Point localization data:
--------------------------------------------------
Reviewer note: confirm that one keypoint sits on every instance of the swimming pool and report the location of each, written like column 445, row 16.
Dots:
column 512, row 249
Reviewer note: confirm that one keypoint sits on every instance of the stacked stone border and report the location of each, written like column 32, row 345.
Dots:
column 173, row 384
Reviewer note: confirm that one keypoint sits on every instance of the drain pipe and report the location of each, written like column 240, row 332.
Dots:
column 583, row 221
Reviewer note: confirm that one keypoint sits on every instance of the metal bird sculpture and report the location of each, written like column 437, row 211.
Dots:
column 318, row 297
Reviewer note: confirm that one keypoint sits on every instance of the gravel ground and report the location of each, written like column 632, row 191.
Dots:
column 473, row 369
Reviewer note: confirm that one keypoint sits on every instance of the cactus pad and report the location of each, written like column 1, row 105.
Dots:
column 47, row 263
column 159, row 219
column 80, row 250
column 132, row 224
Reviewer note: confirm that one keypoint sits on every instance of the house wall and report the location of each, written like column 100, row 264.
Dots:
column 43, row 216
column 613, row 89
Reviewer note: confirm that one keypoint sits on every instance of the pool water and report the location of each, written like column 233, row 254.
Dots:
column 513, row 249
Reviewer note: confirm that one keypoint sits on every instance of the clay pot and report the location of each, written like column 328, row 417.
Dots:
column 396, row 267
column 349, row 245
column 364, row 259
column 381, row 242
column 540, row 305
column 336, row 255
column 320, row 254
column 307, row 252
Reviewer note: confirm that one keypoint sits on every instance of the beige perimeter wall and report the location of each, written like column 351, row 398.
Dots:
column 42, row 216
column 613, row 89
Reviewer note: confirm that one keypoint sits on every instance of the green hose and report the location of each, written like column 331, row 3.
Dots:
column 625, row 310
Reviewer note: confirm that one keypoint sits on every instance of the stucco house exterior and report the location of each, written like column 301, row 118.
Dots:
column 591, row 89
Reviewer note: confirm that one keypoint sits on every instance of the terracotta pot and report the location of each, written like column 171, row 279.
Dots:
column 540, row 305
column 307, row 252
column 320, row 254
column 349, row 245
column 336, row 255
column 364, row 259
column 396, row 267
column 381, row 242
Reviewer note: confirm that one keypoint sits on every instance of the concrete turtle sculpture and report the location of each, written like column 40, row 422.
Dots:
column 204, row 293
--------------------------------------------------
* _INSTRUCTIONS TO FOLLOW_
The records above should be repeated exactly. Print them all.

* _RESPONSE_
Reviewer note: confirm that one keypoint sits on every instance of the swimming pool and report the location of each, written like column 445, row 16.
Dots:
column 512, row 249
Reviewer note: confirm that one keypoint sits on every instance of the stacked stone border and report the location of each, written like column 32, row 345.
Dots:
column 173, row 384
Reviewer note: confirm that one keypoint sits on every instance of the drain pipe and report the location of each, written like column 240, row 332.
Dots:
column 583, row 221
Reviewer note: confirm that one keypoint sits on every instance of the metal bird sculpture and report the location of each, written like column 437, row 211.
Dots:
column 318, row 297
Reviewer note: confirm that one keypoint sits on every instance of the gravel ground and report the location of each, written like column 632, row 191.
Dots:
column 473, row 369
Reviewer note: confirm that one keypoint sits on every instance of the cactus pad and report the location of each, written like column 1, row 105.
Dots:
column 47, row 263
column 159, row 219
column 80, row 250
column 132, row 224
Reviewer note: confirm that one keypoint sits on every instance of the house wall and report the location of each, written like column 100, row 264.
Dots:
column 43, row 216
column 613, row 89
Reviewer note: confirm that one keypoint sits on every instance of the pool water and report the location of each, written like column 233, row 254.
Dots:
column 513, row 249
Reviewer note: confirm that one keypoint sits on every instance of the clay pot and report the location of each, written like column 328, row 417.
Dots:
column 396, row 267
column 349, row 245
column 364, row 259
column 381, row 242
column 540, row 305
column 336, row 255
column 320, row 254
column 307, row 252
Reviewer note: confirm that one keypoint sits on every instance of the beige perimeter wall and report the location of each, written like column 351, row 398.
Dots:
column 42, row 216
column 613, row 89
Reviewer note: confirm that one keypoint sits on every instance of the green hose and report the location of each, written like column 331, row 3.
Dots:
column 625, row 310
Reviewer note: confirm that one keypoint sits on every instance of the stucco house exterior and report the location of each, written like column 301, row 118.
Dots:
column 591, row 89
Reviewer note: confirm that one keypoint sits on every instance of the terracotta pot and report the location of each, written like column 171, row 279.
Dots:
column 540, row 305
column 307, row 252
column 320, row 254
column 349, row 245
column 336, row 255
column 364, row 259
column 396, row 267
column 381, row 242
Reviewer note: confirm that one keypoint sits on every instance of the concrete turtle sculpture and report the location of each, written like column 40, row 422.
Dots:
column 204, row 293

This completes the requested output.